◆ **KUTIPAN SUMBER**
......
REPUBLIKA.CO.ID, JAKARTA -- Menteri Energi dan Sumber Daya Mineral (ESDM) Arifin Tasrif memastikan penerimaan negara di sektor migas pada tahun ini tak akan tercapai. Selain karena dampak pandemi Covid-19, anjloknya harga minyak membuat target penerimaan negara tak akan tercapai.
Arifin menjelaskan pihaknya merevisi target penerimaan minyak dan gas (migas) dari sebelumnya yang sebesar Rp 192,04 triliun menjadi Rp 100,16 triliun. Meski sudah direvisi targetnya, hingga akhir tahun Arifin mengatakan pendapatan negara akan hanya mencapai Rp 86,33 triliun.
“Asumsi kami dengan kondisi yang pesimistis, itu diperkirakan hanya mencapai Rp 86,33 triliun sampai dengan akhir 2020 dari realisasi tersebut,” ujar Arifin dalam Rapat Daring bersama Komisi VII DPR, Senin (4/5).
Arifin menjelaskan hingga 30 April ini penerimaan migas baru mencapai Rp 42,87 triliun. Penurunan pendapatan ini dikarenakan adanya depresiasi rupiah dan penurunan harga minyak.
......
◆ **CUPLIKAN DATA**
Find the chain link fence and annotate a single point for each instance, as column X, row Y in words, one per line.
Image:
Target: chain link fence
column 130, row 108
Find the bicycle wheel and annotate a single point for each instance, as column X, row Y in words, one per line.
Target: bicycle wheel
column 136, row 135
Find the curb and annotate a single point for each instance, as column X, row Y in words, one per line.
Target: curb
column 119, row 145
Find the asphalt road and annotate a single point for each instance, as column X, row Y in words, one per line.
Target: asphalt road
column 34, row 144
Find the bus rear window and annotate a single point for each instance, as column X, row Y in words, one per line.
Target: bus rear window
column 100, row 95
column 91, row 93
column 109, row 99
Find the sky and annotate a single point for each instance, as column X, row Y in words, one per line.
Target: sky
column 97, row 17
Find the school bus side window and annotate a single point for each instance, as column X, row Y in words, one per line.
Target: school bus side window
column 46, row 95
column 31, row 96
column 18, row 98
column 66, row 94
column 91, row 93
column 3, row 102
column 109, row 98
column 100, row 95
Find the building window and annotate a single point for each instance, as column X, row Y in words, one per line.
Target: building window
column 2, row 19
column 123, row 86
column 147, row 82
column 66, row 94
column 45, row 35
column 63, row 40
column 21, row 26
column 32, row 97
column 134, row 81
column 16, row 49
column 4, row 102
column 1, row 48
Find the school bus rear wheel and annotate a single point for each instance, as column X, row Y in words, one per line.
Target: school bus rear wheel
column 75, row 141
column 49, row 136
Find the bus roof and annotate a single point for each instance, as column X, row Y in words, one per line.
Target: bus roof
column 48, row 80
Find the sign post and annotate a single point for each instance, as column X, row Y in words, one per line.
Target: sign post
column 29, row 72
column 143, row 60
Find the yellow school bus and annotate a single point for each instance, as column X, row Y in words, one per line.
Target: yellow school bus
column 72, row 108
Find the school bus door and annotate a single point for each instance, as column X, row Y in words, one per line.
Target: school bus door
......
◆ **PERINTAH 1**
Tentukan apakah setiap pernyataan berikut sesuai dengan berita tentang penerimaan migas, lalu jawab ya atau tidak dengan mengutip kata-kata penentunya dari berita itu.
(a) Target penerimaan migas direvisi menjadi Rp 100,16 triliun.
(b) Hingga 30 April, penerimaan migas sudah mencapai Rp 86,33 triliun.
(c) Arifin menyampaikan perkiraannya dalam rapat daring bersama Komisi VII DPR.
◆ **PERINTAH 2**
Jawablah pertanyaan berikut berdasarkan berita tentang penerimaan migas.
(a) Siapa yang menjabat Menteri ESDM menurut berita itu?
(b) Berapa target penerimaan migas sebelum direvisi?
(c) Apa dua penyebab penurunan pendapatan yang disebut pada paragraf terakhir?
◆ **PERINTAH 3**
Lanjutkan berita tentang penerimaan migas ini, dimulai setelah kalimat terakhirnya.
Catatan-catatan di atas tidak diperlukan untuk mengerjakan tugas.

◆ **KOTAK JAWABAN 1**
(a) Ya: "merevisi target penerimaan minyak dan gas (migas) dari sebelumnya yang sebesar Rp 192,04 triliun menjadi Rp 100,16 triliun"
(b) Tidak: "hingga 30 April ini penerimaan migas baru mencapai Rp 42,87 triliun"
(c) Ya: "ujar Arifin dalam Rapat Daring bersama Komisi VII DPR"

◆ **KOTAK JAWABAN 2**
(a) Arifin Tasrif
(b) Rp 192,04 triliun
(c) Depresiasi rupiah dan penurunan harga minyak

◆ **KOTAK JAWABAN 3**
"Sebagai contoh, jika ICP sebesar 40 dolar per barel, maka PNBP migas mencapai Rp 58,11 triliun. Namun jika ICP 20 dolar per barrel maka PNBP akan mencapai Rp 9,93 triliun," jelas Arifin.
Demikian juga sensitivitas pada nilai tukar rupiah terhadap dolar AS. Arifin menjelaskan, jika rupiah 14 ribu per dolar AS, maka PNBP migas mencapai Rp 35,12 triliun. Dan jika rupiah melemah menjadi 18 ribu per dolar AS, maka PNBP migas mencapai Rp 55,89 triliun.
"Sementara untuk sensitivitas ICP, per 1 dolar per barel, akan berdampak perubahan penerimaan negara sebesar Rp 3,5 triliun. Begitu juga setiap perubahan kurs Rp 100, akan berdampak pada perubahan penerimaan negara sebesar Rp 0,7 triliun," paparnya.